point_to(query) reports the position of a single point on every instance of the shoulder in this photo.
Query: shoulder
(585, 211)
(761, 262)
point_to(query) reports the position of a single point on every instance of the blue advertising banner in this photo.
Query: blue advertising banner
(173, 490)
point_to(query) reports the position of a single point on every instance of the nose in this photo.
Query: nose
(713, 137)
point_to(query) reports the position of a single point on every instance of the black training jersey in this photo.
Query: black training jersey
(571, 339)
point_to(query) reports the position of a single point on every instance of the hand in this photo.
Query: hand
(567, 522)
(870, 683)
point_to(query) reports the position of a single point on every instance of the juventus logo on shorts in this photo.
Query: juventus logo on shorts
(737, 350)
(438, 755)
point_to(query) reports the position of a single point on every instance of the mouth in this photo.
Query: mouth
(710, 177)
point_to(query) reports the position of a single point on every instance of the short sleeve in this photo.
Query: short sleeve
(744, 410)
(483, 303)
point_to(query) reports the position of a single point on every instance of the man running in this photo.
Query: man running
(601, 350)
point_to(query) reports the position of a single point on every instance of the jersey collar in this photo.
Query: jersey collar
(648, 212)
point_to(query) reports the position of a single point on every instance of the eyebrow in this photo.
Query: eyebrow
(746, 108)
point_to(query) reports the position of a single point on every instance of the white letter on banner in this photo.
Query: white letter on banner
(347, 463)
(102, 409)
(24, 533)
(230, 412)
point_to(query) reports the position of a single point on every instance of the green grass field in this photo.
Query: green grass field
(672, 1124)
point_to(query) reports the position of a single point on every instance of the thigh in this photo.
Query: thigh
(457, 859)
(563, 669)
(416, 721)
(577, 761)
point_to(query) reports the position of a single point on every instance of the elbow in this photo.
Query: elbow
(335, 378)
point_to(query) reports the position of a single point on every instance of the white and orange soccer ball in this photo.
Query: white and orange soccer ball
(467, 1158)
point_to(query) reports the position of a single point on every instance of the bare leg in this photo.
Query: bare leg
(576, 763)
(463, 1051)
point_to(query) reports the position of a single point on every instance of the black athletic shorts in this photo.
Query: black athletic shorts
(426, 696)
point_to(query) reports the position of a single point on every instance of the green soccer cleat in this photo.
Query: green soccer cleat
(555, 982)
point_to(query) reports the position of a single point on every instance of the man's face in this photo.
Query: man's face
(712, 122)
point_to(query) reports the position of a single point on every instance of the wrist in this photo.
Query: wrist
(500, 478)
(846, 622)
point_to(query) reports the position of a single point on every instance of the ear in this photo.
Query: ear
----------------
[EXERCISE DETAILS] Write out every entry exactly as given.

[SOLUTION BELOW]
point_to(query) reports the position of a single point on every instance of the shoulder in this photo.
Query: shoulder
(585, 211)
(761, 262)
point_to(query) reports the position of a single point on every instance of the blue advertising banner in this photo.
Query: blue advertising banner
(173, 490)
point_to(query) reports the position of a single point on every instance of the nose in this photo.
Query: nose
(713, 137)
point_to(query) reports the position of a single point on every instance of the black training jersey in this photo.
Query: black training jersey
(571, 339)
point_to(query) reports the position of a single point on every instance of the hand in this photo.
Query: hand
(567, 522)
(870, 683)
point_to(query) reports the position of a single point on every instance of the juventus logo on shorts in this photo.
Query: juventus logo on shorts
(737, 350)
(438, 755)
point_to(query) reports the position of a single point on every instance of the mouth in this photo.
Query: mouth
(710, 177)
point_to(query) reports the position of a single point on every instance of the short sleeve in this photo.
Query: short sleeve
(744, 410)
(483, 303)
point_to(query) reports the position of a single point on every instance of the man running in this photo.
Query: man running
(601, 350)
point_to(query) reports the position of a single point on every instance of the jersey collar in this photo.
Query: jersey collar
(648, 212)
point_to(query) reports the position of a single point on every instance of the eyebrow in this photo.
Query: eyebrow
(746, 108)
point_to(query) reports the position of a single point on every instance of the white letter on banner in this photo.
Query: white letter on banner
(347, 463)
(102, 409)
(24, 533)
(230, 412)
point_to(query) reports the position of a single point on every instance of the green grass field in this photo.
Query: green grass field
(672, 1124)
point_to(query) reports the position of a single point on every instance of the thigh in this photo.
Query: thigh
(457, 859)
(563, 669)
(416, 721)
(577, 761)
point_to(query) reports the position of a single point on every instance of the elbow in this photo.
Query: elbow
(335, 378)
point_to(query) reports the position of a single point on every instance of the white and orange soccer ball in this photo.
Query: white and orange soccer ball
(467, 1158)
point_to(query) reports the position of a single point on every instance of the bare leg in this photo.
Query: bare leg
(576, 763)
(463, 1051)
point_to(query) reports the position of a single point on every instance of the black athletic shorts in this photo.
Query: black athletic shorts
(426, 696)
point_to(query) reports the position of a single point on every instance of the green soccer cleat in this photo.
Query: green soccer cleat
(555, 982)
point_to(query) reports the position of a single point on every instance of the man's face in this photo.
Query: man's face
(712, 122)
point_to(query) reports the position of a single point on every instance of the wrist in this photo.
Query: wrist
(500, 478)
(846, 622)
point_to(query) reports the position of a single point on every instance of the ear in this photo.
Query: ear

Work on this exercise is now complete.